*The problem:* Give the records back in full, exactly as they read.

*Provided entries:*

::::::::::

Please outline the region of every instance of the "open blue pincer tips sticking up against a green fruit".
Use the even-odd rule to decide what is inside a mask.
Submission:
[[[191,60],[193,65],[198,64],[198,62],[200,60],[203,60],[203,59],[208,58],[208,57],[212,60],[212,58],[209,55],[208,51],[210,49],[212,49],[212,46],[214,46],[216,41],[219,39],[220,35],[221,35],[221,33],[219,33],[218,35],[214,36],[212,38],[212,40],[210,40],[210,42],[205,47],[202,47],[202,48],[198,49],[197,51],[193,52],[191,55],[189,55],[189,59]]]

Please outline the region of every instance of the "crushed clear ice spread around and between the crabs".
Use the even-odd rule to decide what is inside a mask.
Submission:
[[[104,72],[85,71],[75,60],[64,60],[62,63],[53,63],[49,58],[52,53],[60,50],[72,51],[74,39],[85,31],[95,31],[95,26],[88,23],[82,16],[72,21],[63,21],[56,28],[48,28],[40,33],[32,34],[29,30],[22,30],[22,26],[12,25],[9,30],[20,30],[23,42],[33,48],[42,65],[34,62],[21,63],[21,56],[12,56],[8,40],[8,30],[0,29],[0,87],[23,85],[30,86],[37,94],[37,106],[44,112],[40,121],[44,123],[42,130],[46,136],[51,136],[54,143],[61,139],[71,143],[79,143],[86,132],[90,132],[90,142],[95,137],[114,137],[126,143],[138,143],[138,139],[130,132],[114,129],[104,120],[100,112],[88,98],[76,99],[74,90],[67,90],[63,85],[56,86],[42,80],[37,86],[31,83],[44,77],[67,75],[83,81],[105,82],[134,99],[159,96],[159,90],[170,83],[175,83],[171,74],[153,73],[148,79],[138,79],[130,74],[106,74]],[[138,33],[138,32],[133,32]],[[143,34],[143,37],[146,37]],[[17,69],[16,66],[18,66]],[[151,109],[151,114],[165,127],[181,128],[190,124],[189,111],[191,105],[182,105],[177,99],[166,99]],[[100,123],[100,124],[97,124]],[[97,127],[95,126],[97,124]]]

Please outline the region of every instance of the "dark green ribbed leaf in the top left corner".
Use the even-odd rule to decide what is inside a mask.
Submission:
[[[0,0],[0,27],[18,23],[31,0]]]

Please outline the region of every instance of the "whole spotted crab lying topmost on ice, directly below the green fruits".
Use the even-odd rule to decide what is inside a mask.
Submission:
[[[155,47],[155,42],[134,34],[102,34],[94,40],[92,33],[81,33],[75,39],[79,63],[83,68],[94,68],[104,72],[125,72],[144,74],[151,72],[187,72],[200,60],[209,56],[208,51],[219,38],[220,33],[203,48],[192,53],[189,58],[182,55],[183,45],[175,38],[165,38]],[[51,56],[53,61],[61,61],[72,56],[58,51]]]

::::::::::

*Reply to the exercise:*
Please outline the region of every instance of the "open blue pincer tips sticking up against a green fruit".
Use the even-odd rule to decide what is inside a mask.
Submission:
[[[191,60],[193,65],[198,64],[198,62],[200,60],[203,60],[203,59],[208,58],[208,57],[212,60],[212,58],[209,55],[208,51],[210,49],[212,49],[212,46],[214,46],[216,41],[219,39],[220,35],[221,35],[221,33],[219,33],[218,35],[214,36],[212,38],[212,40],[210,40],[210,42],[205,47],[202,47],[202,48],[198,49],[197,51],[193,52],[191,55],[189,55],[189,59]]]

Please outline the region of every instance of the "crushed clear ice spread around and between the crabs".
Use the even-odd rule to decide what is inside a mask.
Submission:
[[[104,72],[85,71],[75,60],[64,60],[62,63],[53,63],[49,58],[52,53],[60,50],[72,51],[74,39],[85,31],[95,31],[95,26],[88,23],[82,16],[72,21],[63,21],[56,28],[48,28],[40,33],[32,34],[29,30],[22,30],[22,26],[12,25],[9,30],[20,30],[23,42],[33,48],[42,65],[34,62],[21,63],[21,56],[12,56],[8,40],[8,30],[0,29],[0,87],[23,85],[30,86],[37,94],[37,106],[44,112],[40,121],[44,123],[42,130],[46,136],[51,136],[54,143],[61,139],[71,143],[79,143],[86,132],[90,132],[90,142],[95,137],[114,137],[126,143],[138,143],[138,139],[130,132],[114,129],[104,120],[100,112],[88,98],[76,99],[74,90],[67,90],[63,85],[56,86],[42,80],[37,86],[31,83],[44,77],[67,75],[83,81],[105,82],[134,99],[159,96],[159,90],[170,83],[175,83],[171,74],[153,73],[148,79],[138,79],[130,74],[106,74]],[[138,33],[138,32],[133,32]],[[143,34],[143,37],[146,37]],[[17,69],[16,66],[18,66]],[[151,109],[151,114],[165,127],[181,128],[190,124],[189,111],[191,105],[182,105],[177,99],[166,99]],[[100,123],[100,124],[97,124]],[[97,127],[95,126],[97,124]]]

Please outline the region of every instance of the "dark green ribbed leaf in the top left corner".
Use the even-odd rule to decide what is inside a mask.
Submission:
[[[0,0],[0,27],[18,23],[31,0]]]

Please outline the region of every instance of the "whole spotted crab lying topmost on ice, directly below the green fruits".
Use the even-odd rule to decide what is inside a mask.
Submission:
[[[155,47],[155,42],[134,34],[102,34],[94,40],[92,33],[81,33],[75,39],[79,63],[83,68],[94,68],[104,72],[125,72],[144,74],[151,72],[187,72],[200,60],[209,56],[208,51],[219,38],[220,33],[203,48],[192,53],[189,58],[182,55],[183,45],[175,38],[165,38]],[[51,56],[53,61],[61,61],[72,56],[58,51]]]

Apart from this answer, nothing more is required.